ТЕКСТ СТРАНИЦЫ:
◆ ◆ ◆ ◆ ◆ ◆ ◆

Заметно ниже уровень индивидуального пессимизма у самарских военнослужащих и работников других силовых ведомств, что нашло свое подтверждение в соответствующем показателе – 0,42 (16:38). Похоже, в Поволжском военном округе личные дела у военнослужащих обстоят заметно лучше, чем в целом по Российской армии, измученной задержками выплат и постоянной угрозой реформирования и сокращения.

У профессиональных руководителей, чьим основным занятием является управление людьми, оптимизма не меньше, чем у работников силовых ведомств, что и находит свое подтверждение в соответствующем показателе, равном 0,38 (15:40). Правомерность нынешнего оптимизма этой социальной группы особого удивления не вызывает. Скорее наоборот, трудно понять, почему почти каждый седьмой руководитель (15%) в той или иной мере опасается ухудшения своего материального благополучия.

Максимальный экономический оптимизм (точнее, минимальный пессимизм) демонстрируют студенты и учащиеся. Агрегированный показатель пессимизма у них вдвое ниже, чем у военнослужащих и профессиональных руководителей, и составляет всего 0,20 (9:45). Нетрудно догадаться, что основной вклад в эту позитивную “аномалию” внесла молодежь, не обремененная нормами и навыками нашего недавнего прошлого. Определенную роль в оптимистическом настрое играет и представление учащихся о том, насколько размеры их нынешних стипендий, случайных заработков и родительских дотаций меньше доходов “профессионалов”, которыми они готовятся стать.

◆ ◆ ◆ ◆ ◆ ◆ ◆

ИСХОДНЫЕ СТРОКИ:

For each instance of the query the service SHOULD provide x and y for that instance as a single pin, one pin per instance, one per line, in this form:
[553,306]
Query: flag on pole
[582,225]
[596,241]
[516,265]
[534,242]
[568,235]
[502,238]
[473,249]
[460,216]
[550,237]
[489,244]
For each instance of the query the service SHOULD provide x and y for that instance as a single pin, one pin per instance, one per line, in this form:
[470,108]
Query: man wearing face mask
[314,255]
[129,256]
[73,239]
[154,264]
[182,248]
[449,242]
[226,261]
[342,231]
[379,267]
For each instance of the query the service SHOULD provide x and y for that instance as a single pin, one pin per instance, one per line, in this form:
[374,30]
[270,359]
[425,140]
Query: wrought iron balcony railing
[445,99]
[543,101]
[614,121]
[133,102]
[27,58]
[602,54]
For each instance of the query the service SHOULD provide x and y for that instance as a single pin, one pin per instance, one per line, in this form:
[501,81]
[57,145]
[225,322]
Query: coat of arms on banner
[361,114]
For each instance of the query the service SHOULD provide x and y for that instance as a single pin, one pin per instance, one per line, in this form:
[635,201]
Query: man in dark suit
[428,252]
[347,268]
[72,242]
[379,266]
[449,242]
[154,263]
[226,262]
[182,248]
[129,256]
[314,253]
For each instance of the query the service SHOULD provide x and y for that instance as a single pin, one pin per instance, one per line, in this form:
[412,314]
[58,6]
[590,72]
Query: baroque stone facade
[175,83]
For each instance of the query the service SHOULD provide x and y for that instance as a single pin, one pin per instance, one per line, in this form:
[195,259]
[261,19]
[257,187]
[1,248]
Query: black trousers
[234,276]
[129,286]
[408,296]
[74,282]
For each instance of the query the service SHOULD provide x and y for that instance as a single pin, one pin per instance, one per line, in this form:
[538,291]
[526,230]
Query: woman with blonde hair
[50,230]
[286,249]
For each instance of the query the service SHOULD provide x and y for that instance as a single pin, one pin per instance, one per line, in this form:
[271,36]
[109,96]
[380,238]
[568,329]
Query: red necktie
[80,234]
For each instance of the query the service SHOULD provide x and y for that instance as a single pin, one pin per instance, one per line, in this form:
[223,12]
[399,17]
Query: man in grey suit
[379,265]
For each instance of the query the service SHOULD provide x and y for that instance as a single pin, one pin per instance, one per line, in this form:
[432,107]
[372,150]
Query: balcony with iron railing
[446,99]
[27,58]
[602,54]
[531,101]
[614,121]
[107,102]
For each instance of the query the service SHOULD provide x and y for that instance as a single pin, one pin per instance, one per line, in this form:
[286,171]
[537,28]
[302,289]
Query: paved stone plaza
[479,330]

◆ ◆ ◆ ◆ ◆ ◆ ◆

ЗАДАНИЕ:
Продолжите текст об экономическом оптимизме разных социальных групп сразу после его последнего предложения. Строки взяты из другого источника.

ОТВЕТ:
Изменением реальных доходов определена и дифференциация пессимизма/оптимизма в отдельных группах. Нынешний экономический пессимизм занятых на госслужбе и на государственных предприятиях не намного, но все же выше, чем у работников относительно недавно акционированных производств. У работников акционированных предприятий на 24% оптимистов приходится такое же количество их антиподов, а индекс пессимизма оказался точно на разделительной черте (1,0). Среди государственных служащих оптимистов несколько больше, нежели опасающихся снижения своего благополучия, о чем и свидетельствует значение соответствующего показателя – 0,92 (22:24). По-видимому, акционирование экономики еще не дало ее работникам даже такой уверенности в завтрашнем дне, которую сохраняют (или уже приобрели) нынешние госслужащие.

Это, однако, не означает, что частная экономика не может в нынешних российских условиях проявить своих преимуществ. Может, и уже проявляет. Но в данном случае имеется в виду не та “промежуточная” экономика, к которой относится большая часть недавно акционированных предприятий, а собственно частная, не несущая на себе “родимых пятен” социалистического прошлого. Как показывает анализ, среди занятых в собственно частной экономике (работающих там по найму) численность индивидуальных экономических оптимистов, верящих в близкое повышение своего благосостояния, в три раза (!) превышает численность их антиподов; о чем и свидетельствует соответствующий показатель – 0,33 (13:39), который близок аналогичному показателю – 0,23 (10:43) у наиболее оптимистично настроенной учащейся молодежи, чье мироощущение находит свои истоки в молодости, помноженной на предвкушение близкого перехода в категорию преуспевающих профессионалов. По данным ВЦИОМ, численность индивидуальных экономических оптимистов, ожидающих улучшения своего материального положения, среди занятых в частной экономике в два с лишним раза выше, чем среди работников государственных предприятий и учреждений [32].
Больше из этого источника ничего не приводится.